### WHAT YOU HAVE TO DO
Copy out each line of the data that holds the string "tire".

### SOURCE MATERIAL
______

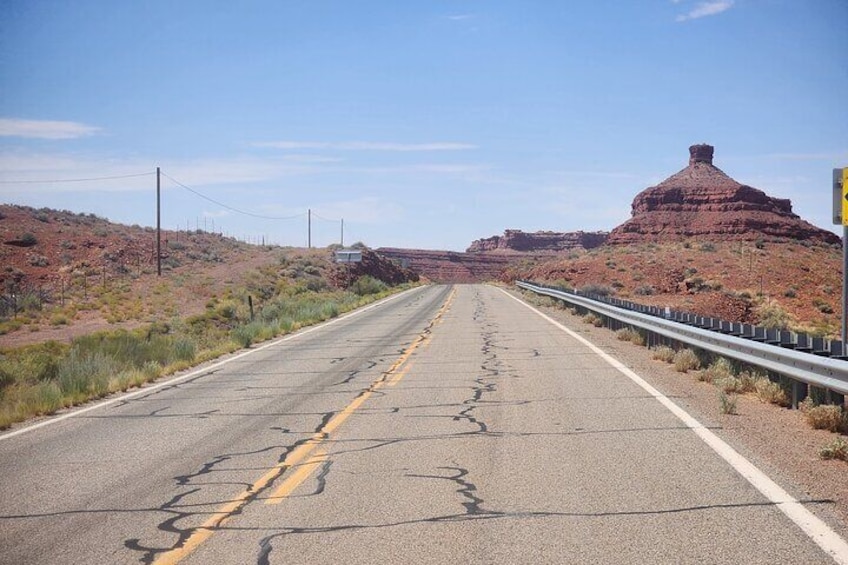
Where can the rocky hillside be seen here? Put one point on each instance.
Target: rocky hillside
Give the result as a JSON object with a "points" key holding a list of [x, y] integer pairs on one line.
{"points": [[538, 242], [797, 283], [66, 274], [703, 203]]}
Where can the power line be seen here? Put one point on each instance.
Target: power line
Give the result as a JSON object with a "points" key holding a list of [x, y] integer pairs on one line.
{"points": [[316, 215], [90, 179], [236, 210]]}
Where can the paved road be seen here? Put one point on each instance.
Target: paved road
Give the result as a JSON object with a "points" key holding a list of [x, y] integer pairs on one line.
{"points": [[447, 425]]}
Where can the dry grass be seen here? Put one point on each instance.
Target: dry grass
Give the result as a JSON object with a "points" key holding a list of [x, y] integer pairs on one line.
{"points": [[686, 360], [825, 416], [663, 353], [727, 403], [771, 392], [593, 319], [720, 370], [631, 335]]}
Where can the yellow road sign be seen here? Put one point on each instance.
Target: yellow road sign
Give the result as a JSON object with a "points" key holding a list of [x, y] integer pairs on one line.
{"points": [[845, 196]]}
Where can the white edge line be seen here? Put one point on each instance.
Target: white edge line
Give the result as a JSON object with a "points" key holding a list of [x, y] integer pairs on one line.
{"points": [[176, 380], [817, 530]]}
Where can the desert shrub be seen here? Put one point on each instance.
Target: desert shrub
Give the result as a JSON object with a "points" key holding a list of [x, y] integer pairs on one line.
{"points": [[597, 289], [727, 402], [748, 381], [631, 335], [663, 353], [367, 284], [771, 392], [58, 319], [837, 449], [825, 416], [686, 360], [823, 306], [247, 334], [625, 334], [772, 315], [729, 385], [596, 321], [721, 368], [38, 261]]}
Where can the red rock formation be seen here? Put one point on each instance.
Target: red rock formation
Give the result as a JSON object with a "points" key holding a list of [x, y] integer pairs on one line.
{"points": [[538, 242], [375, 265], [702, 202]]}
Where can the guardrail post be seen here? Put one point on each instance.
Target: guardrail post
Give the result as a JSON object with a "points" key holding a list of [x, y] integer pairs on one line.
{"points": [[799, 393]]}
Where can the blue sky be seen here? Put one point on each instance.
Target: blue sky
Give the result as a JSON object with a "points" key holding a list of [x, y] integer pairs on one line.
{"points": [[423, 124]]}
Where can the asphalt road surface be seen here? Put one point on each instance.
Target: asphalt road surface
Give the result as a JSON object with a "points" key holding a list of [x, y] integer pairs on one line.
{"points": [[445, 425]]}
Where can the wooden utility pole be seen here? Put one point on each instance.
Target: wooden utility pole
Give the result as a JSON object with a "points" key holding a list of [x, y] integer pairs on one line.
{"points": [[158, 223]]}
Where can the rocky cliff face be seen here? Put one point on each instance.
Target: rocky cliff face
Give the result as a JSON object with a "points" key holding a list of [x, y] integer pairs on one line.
{"points": [[701, 201], [538, 242], [373, 264]]}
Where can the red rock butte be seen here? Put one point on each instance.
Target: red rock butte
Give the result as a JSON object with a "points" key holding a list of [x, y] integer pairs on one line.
{"points": [[702, 202]]}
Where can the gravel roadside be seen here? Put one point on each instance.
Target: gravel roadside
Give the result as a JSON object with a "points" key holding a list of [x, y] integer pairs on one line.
{"points": [[775, 439]]}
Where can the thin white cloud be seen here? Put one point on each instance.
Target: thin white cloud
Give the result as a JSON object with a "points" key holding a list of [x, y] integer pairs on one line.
{"points": [[705, 9], [46, 172], [365, 210], [836, 156], [366, 146], [45, 129]]}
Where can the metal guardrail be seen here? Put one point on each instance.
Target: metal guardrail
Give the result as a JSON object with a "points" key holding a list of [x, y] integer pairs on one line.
{"points": [[823, 372]]}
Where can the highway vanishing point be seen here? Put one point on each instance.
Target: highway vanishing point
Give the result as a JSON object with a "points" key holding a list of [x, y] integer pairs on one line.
{"points": [[447, 424]]}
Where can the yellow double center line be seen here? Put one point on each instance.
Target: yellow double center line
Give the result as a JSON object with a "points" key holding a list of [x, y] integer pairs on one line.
{"points": [[302, 456]]}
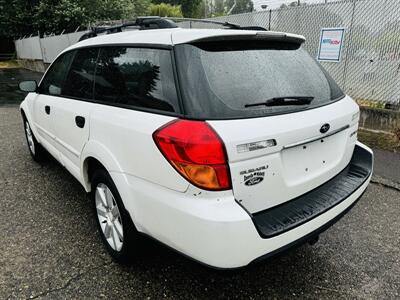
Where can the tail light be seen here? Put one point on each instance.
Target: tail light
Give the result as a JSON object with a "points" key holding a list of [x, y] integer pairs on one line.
{"points": [[195, 150]]}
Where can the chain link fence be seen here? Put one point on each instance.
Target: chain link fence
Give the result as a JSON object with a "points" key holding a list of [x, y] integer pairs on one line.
{"points": [[369, 69]]}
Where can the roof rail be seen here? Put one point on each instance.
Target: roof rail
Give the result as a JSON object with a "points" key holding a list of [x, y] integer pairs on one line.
{"points": [[155, 22], [222, 23]]}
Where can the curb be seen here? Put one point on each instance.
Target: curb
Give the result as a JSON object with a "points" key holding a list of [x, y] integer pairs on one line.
{"points": [[385, 182]]}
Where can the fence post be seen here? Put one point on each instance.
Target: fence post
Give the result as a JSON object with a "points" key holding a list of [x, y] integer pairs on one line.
{"points": [[348, 45], [269, 21]]}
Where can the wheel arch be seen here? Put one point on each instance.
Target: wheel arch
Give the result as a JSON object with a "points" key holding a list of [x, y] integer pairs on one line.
{"points": [[96, 156]]}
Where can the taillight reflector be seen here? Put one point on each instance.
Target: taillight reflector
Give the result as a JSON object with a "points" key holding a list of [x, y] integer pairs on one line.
{"points": [[195, 150]]}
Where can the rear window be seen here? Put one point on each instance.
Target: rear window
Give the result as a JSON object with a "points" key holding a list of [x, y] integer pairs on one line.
{"points": [[234, 79]]}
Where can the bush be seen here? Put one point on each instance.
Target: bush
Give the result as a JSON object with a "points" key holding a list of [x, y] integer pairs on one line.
{"points": [[165, 10]]}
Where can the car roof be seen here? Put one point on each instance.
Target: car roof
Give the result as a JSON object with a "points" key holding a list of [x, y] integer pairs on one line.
{"points": [[175, 36]]}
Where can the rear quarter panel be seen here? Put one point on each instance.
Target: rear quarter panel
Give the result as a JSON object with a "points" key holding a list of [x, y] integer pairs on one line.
{"points": [[126, 135]]}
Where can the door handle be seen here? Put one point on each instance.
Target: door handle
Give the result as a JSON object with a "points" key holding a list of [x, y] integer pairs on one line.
{"points": [[80, 121]]}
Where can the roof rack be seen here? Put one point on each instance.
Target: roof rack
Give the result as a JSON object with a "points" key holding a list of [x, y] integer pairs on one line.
{"points": [[222, 23], [155, 22]]}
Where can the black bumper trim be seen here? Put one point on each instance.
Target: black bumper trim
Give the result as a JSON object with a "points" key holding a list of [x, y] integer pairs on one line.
{"points": [[304, 239], [291, 214]]}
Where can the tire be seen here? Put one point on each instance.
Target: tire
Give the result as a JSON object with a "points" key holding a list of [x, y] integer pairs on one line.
{"points": [[114, 223], [38, 153]]}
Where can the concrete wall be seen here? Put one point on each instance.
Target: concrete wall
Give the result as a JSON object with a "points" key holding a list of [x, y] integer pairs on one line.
{"points": [[34, 64], [45, 49], [380, 119]]}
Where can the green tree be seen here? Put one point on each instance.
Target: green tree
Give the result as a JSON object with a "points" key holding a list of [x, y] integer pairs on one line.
{"points": [[189, 7], [242, 6], [218, 8], [165, 10]]}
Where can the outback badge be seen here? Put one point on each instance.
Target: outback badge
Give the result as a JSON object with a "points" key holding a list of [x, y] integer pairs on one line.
{"points": [[325, 128]]}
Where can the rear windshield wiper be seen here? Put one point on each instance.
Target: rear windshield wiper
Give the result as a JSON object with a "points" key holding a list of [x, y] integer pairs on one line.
{"points": [[282, 101]]}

______

### TASK OUTPUT
Where can the tire be seen here? Put one point on each instance.
Target: tire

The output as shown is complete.